== Task objective ==
Please repeat every record exactly, leaving out any pictures.

== Information provided ==
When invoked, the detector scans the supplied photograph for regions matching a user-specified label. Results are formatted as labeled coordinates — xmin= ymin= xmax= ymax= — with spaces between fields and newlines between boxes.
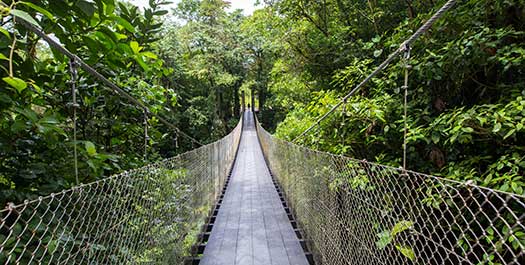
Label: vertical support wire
xmin=69 ymin=59 xmax=79 ymax=185
xmin=143 ymin=110 xmax=149 ymax=160
xmin=402 ymin=45 xmax=411 ymax=171
xmin=341 ymin=98 xmax=347 ymax=148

== Reply ==
When invoked, the detector scans the supplied photograph for regions matching a user-specified label. Results are formatted as labeled coordinates — xmin= ymin= xmax= ymax= — with spaces between fields and newlines between boxes.
Label: vertical support wire
xmin=69 ymin=59 xmax=79 ymax=185
xmin=143 ymin=110 xmax=149 ymax=160
xmin=402 ymin=45 xmax=411 ymax=171
xmin=341 ymin=98 xmax=347 ymax=148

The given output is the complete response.